=== Source records ===

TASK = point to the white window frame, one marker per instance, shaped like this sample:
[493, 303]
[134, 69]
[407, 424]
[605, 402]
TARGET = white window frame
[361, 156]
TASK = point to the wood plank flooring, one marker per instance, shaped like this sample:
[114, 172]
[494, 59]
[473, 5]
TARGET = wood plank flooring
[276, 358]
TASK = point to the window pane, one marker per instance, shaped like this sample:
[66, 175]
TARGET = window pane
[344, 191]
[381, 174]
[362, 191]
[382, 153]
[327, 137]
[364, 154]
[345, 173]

===
=== Source records ===

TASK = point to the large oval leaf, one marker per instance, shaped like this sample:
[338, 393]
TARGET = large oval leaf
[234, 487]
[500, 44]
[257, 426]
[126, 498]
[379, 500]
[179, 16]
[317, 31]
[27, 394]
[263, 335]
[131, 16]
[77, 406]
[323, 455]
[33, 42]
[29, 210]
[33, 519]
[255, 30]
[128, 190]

===
=== Source records ===

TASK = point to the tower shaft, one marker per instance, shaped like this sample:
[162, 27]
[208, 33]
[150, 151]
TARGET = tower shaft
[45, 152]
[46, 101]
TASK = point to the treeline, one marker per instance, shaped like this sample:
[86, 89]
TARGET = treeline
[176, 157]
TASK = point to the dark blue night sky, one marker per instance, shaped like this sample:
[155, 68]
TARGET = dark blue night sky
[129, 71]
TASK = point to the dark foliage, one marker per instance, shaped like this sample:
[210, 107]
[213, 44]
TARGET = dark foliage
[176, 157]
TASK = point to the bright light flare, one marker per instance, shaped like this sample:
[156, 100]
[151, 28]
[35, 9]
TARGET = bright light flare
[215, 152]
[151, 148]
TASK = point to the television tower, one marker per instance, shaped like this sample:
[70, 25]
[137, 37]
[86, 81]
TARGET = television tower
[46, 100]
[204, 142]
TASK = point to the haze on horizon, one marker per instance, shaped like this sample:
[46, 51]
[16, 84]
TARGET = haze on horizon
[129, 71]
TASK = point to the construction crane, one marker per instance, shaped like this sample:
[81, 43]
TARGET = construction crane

===

**Instructions for the task**
Return only the stretch of the material above from the line holding "TASK = point to the treeline, one" through the line holding "TASK = point to the construction", copied exactly.

**Exercise result**
TASK = point to the treeline, one marker per instance, shaped like this sample:
[86, 89]
TARGET = treeline
[176, 157]
TASK = point to the dark blue night sky, one marker per instance, shaped like this sample:
[155, 68]
TARGET = dark blue night sky
[129, 71]
TASK = point to the dark foliage, one marker per instance, shaped like this sample:
[210, 107]
[213, 44]
TARGET = dark foliage
[176, 157]
TASK = point to the bright light flare, one marker per instance, shaped like this sample:
[156, 100]
[151, 28]
[35, 9]
TARGET = bright light flare
[215, 152]
[151, 148]
TASK = point to the television tower, one marker per instance, shaped like this sample:
[70, 25]
[137, 37]
[86, 81]
TARGET = television tower
[46, 100]
[204, 142]
TASK = point to the haze on horizon, one marker per instance, shaped like this sample:
[46, 51]
[16, 84]
TARGET = haze on horizon
[129, 71]
TASK = point to the construction crane, one marker per instance, shaped like this sample:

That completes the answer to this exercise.